### TEXTO APRESENTADO
Trancafiados pelos corredores palacianos num final de semana, apresentaram na última segunda-feira uma “carta de intenções” para solucionar o problema do desequilíbrio fiscal, como se nesse prazo pudesse surgir uma solução mágica para um problema que se arrasta há mais de uma década.

O que foi apresentado à nação e ao mundo, como não poderia ser diferente, nada mais é do que uma lista de cortes no gasto e aumento da arrecadação. Em resumo, um conjunto de propostas de soluções, pontuais e com prazo determinado, que ainda precisa ser negociada com os servidores, com o Congresso Nacional e com outras instituições atingidas.

No que diz respeito a nós contribuintes, -sem o poder de negociação, papel que caberia aos senhores parlamentares-, unilateralmente seremos obrigados a contribuir para o aumento da receita do governo, que reduz o nosso poder de consumir e economizar ao longo do tempo, ou seja, tira um pouco mais do nosso bem-estar.

### MATERIAL APRESENTADO
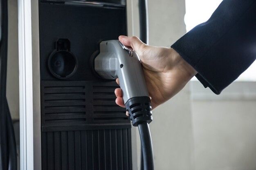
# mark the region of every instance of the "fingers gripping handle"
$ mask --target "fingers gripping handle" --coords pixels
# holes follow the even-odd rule
[[[152,118],[141,61],[132,51],[118,40],[103,41],[100,44],[100,53],[94,59],[94,69],[103,78],[119,78],[124,102],[132,124],[136,126],[142,120],[149,123]],[[144,118],[137,119],[141,117]]]

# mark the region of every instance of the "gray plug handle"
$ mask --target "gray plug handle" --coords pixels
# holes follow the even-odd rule
[[[135,52],[129,54],[119,43],[116,40],[100,43],[100,53],[94,59],[94,69],[103,78],[119,78],[125,104],[131,98],[148,97],[149,94],[139,57]]]

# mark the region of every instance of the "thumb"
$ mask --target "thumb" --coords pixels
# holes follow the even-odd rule
[[[118,39],[119,41],[125,46],[130,46],[138,54],[146,44],[141,41],[137,37],[126,37],[124,35],[120,35]]]

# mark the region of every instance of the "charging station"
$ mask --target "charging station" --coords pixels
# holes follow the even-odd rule
[[[39,5],[42,169],[131,170],[131,124],[115,103],[118,86],[97,76],[91,61],[101,41],[127,35],[126,3]]]
[[[136,169],[136,135],[115,102],[119,86],[92,67],[101,42],[132,35],[134,5],[18,2],[21,169]]]

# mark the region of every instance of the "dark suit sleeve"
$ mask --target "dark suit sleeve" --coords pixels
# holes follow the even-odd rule
[[[224,0],[207,21],[171,47],[205,87],[219,94],[256,58],[256,0]]]

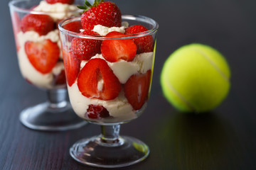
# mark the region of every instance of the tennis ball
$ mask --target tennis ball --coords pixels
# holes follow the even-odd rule
[[[228,94],[230,71],[224,57],[202,44],[184,45],[165,62],[161,73],[164,96],[178,110],[202,113]]]

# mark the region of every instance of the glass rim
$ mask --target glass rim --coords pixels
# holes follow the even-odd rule
[[[26,9],[23,8],[21,8],[16,6],[17,3],[26,1],[28,2],[29,1],[28,0],[11,0],[9,3],[9,6],[11,8],[13,8],[15,11],[17,12],[21,12],[21,13],[31,13],[31,14],[59,14],[59,13],[78,13],[78,12],[82,12],[82,10],[78,8],[78,10],[75,11],[63,11],[63,12],[43,12],[43,11],[33,11],[31,9]]]
[[[146,17],[146,16],[140,16],[140,15],[124,14],[124,15],[122,15],[122,19],[129,19],[129,20],[135,20],[136,18],[139,18],[139,21],[150,21],[150,23],[153,26],[153,28],[150,29],[147,31],[144,31],[144,32],[142,32],[142,33],[136,33],[136,34],[132,34],[132,35],[129,35],[128,36],[125,36],[125,37],[106,38],[106,37],[101,36],[101,35],[95,36],[95,35],[81,35],[79,33],[75,33],[75,32],[68,30],[63,27],[63,26],[64,24],[67,24],[68,23],[73,22],[73,21],[80,21],[80,16],[77,16],[77,17],[73,16],[73,17],[70,17],[70,18],[64,19],[64,20],[61,21],[58,24],[58,28],[59,28],[60,33],[64,33],[65,35],[68,35],[75,37],[75,38],[86,38],[86,39],[95,39],[95,40],[117,40],[117,39],[118,40],[119,40],[119,39],[131,39],[131,38],[144,37],[144,36],[146,36],[146,35],[153,35],[158,30],[158,28],[159,28],[159,24],[157,23],[157,22],[149,17]]]

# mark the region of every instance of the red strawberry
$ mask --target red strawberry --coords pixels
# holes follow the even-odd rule
[[[110,117],[110,113],[105,107],[97,105],[89,105],[86,114],[90,119],[99,119],[100,118],[106,118]]]
[[[67,30],[75,32],[75,33],[80,33],[80,30],[82,29],[81,23],[80,21],[76,21],[73,22],[68,23],[63,26],[63,28]]]
[[[44,14],[28,14],[21,20],[21,30],[25,33],[28,30],[37,32],[40,35],[46,35],[54,30],[53,19]]]
[[[103,81],[100,89],[99,81]],[[78,75],[78,86],[83,96],[105,101],[115,98],[121,91],[117,77],[106,61],[100,58],[91,59],[86,63]]]
[[[100,36],[98,33],[89,30],[86,30],[80,34]],[[101,43],[101,40],[75,38],[71,42],[71,50],[79,60],[88,60],[96,54],[100,53]]]
[[[63,62],[68,86],[71,86],[78,77],[81,62],[74,55],[63,48]]]
[[[126,28],[125,34],[137,34],[147,30],[148,29],[141,25],[135,25]],[[152,52],[154,50],[154,39],[152,35],[147,35],[134,38],[133,40],[137,46],[137,54],[146,52]]]
[[[134,110],[140,109],[148,97],[151,70],[130,76],[124,84],[124,94]]]
[[[110,32],[106,35],[107,38],[124,36],[125,36],[124,34],[116,31]],[[119,60],[132,61],[136,51],[136,45],[129,39],[103,40],[101,47],[103,57],[111,62],[115,62]]]
[[[59,74],[55,76],[54,85],[63,85],[65,81],[65,71],[63,69]]]
[[[55,3],[62,3],[62,4],[73,4],[75,0],[46,0],[48,4],[55,4]]]
[[[43,42],[27,41],[25,51],[32,65],[42,74],[50,72],[60,56],[60,49],[56,42],[50,40]]]
[[[78,8],[85,9],[81,16],[81,23],[85,30],[92,30],[99,24],[106,27],[121,26],[121,11],[113,2],[95,0],[92,6],[85,1],[85,6]]]

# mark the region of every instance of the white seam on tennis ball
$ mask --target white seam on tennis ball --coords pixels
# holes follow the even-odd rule
[[[188,108],[190,108],[192,110],[196,111],[196,109],[193,106],[193,105],[187,100],[186,100],[186,98],[175,89],[175,88],[169,83],[169,81],[167,81],[167,86],[169,89],[172,91],[178,96],[178,98],[179,98]]]
[[[195,50],[196,52],[199,52],[200,54],[201,54],[203,55],[203,57],[204,57],[210,62],[210,64],[217,70],[217,72],[223,77],[223,79],[225,81],[227,81],[228,82],[229,81],[228,77],[223,73],[223,72],[221,71],[221,69],[215,64],[215,62],[205,52],[203,52],[202,50],[201,50],[198,48],[196,48]]]

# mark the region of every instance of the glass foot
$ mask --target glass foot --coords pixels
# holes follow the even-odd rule
[[[20,114],[20,120],[28,128],[47,131],[75,129],[87,123],[74,113],[69,103],[60,104],[43,103],[26,108]]]
[[[117,168],[137,164],[147,157],[149,147],[143,142],[131,137],[119,137],[117,142],[102,142],[102,136],[78,141],[70,149],[76,161],[90,166]]]

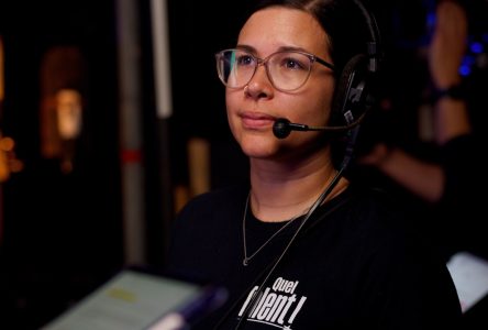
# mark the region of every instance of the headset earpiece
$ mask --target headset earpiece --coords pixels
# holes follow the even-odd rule
[[[365,54],[355,55],[346,63],[335,86],[332,125],[351,124],[364,114],[368,74]]]

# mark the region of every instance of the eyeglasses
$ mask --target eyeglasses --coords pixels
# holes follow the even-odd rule
[[[334,70],[334,66],[315,55],[300,51],[280,51],[258,58],[245,50],[224,50],[215,54],[220,80],[229,88],[246,86],[259,65],[264,65],[271,85],[281,91],[302,87],[310,77],[313,63]]]

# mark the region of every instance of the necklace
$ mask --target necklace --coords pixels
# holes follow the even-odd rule
[[[249,261],[260,251],[263,250],[270,241],[273,241],[273,239],[279,234],[281,231],[285,230],[285,228],[287,228],[291,222],[293,222],[297,218],[299,218],[301,215],[299,216],[295,216],[293,218],[291,218],[290,220],[287,221],[287,223],[285,223],[280,229],[278,229],[269,239],[266,240],[266,242],[263,243],[263,245],[260,245],[253,254],[251,254],[249,256],[247,256],[247,245],[246,245],[246,218],[247,218],[247,209],[249,207],[249,199],[251,199],[251,191],[247,195],[247,199],[246,199],[246,206],[244,207],[244,217],[242,218],[242,235],[243,235],[243,242],[244,242],[244,258],[242,260],[242,264],[244,266],[247,266]]]

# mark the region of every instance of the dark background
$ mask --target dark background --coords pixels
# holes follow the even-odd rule
[[[137,1],[147,197],[147,219],[141,221],[149,228],[165,213],[159,204],[164,190],[159,186],[164,177],[158,158],[162,148],[167,148],[170,158],[169,180],[164,183],[169,188],[188,184],[186,143],[191,136],[211,142],[212,187],[246,174],[246,161],[226,128],[223,88],[213,63],[217,51],[234,44],[243,13],[251,6],[251,1],[234,2],[168,1],[174,116],[160,125],[154,110],[149,1]],[[410,145],[417,139],[411,108],[419,102],[419,79],[426,79],[417,52],[429,41],[428,14],[433,2],[367,3],[378,19],[390,54],[385,94],[403,102],[391,116],[396,125],[376,130],[370,139],[382,135]],[[487,2],[466,3],[470,35],[483,40],[488,32]],[[0,35],[5,51],[0,129],[14,139],[15,155],[24,164],[23,170],[0,186],[2,329],[38,328],[125,266],[115,4],[108,0],[0,2]],[[84,133],[75,169],[69,174],[59,170],[58,160],[41,155],[40,69],[45,52],[56,45],[78,46],[88,64]],[[470,65],[472,76],[486,81],[486,66],[479,55],[474,56],[478,62]],[[162,128],[168,136],[164,143],[158,135]],[[367,143],[363,147],[367,148]],[[147,237],[147,264],[160,266],[164,234]]]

### APLICAÇÃO DA LEITURA
a. Responda com base no texto sobre o ajuste fiscal:
(i) Em que dia foi apresentada a "carta de intenções"?
(ii) Há quanto tempo se arrasta o problema do desequilíbrio fiscal?
(iii) Com quem o conjunto de propostas ainda precisa ser negociado?
b. Prossiga o texto sobre o ajuste fiscal a partir da última frase apresentada, mantendo o mesmo tom.

### RESPOSTAS ESPERADAS
a.
(i) Na última segunda-feira.
(ii) Há mais de uma década.
(iii) Com os servidores, com o Congresso Nacional e com outras instituições atingidas.

b.
Não é através de afogadilhos que se resolvem problemas dessa natureza. Em vez de postergar reajustes salariais do funcionalismo, suspender concursos públicos, eliminar abonos de permanência, tornar efetivo o controle do custeio administrativo, todas elas medidas com prazo de validade limitada, não seria melhor uma reforma administrativa ampla e irrestrita?

Em vez de mexer no emblemático sistema S (Sesi, Senai, Sesc, Senac, Sebrae, entre outras instituições de interesse de categorias profissionais), e resgatar a CPMF para cobrir o deficit da Previdência, não seria providencial partir para uma reforma do sistema previdenciário? Em vez de revisões de arrecadação, aumento dos impostos na alienação de bens, ou do próprio retorno da CPMF, não seria mais saudável partir para uma efetiva reforma tributária?

Condições estruturais

As discussões e comentários após a reclassificação do rating do Brasil, bem como as soluções apresentadas pelo governo e as previsíveis dificuldades que o governo enfrentará em sua implementação, constituem um pequeno detalhe dentro de um contexto muito maior quando se fala do risco soberano ou risco país.

Além da questão fiscal, e que pouco se fala, está o elemento mais importante, que é a continuidade política. No cenário político vemos um governo com total inanição, repaginando antigos programas incompletos, nada mostrando de novo, e com uma grande dificuldade em se relacionar com o Congresso, tornando incerto os rumos que o governo venha a tomar. Isso traz natural apreensão à sociedade e ao investidor estrangeiro, seja produtivo ou especulativo, num clima de total incerteza, que se deteriora a cada dia que passa.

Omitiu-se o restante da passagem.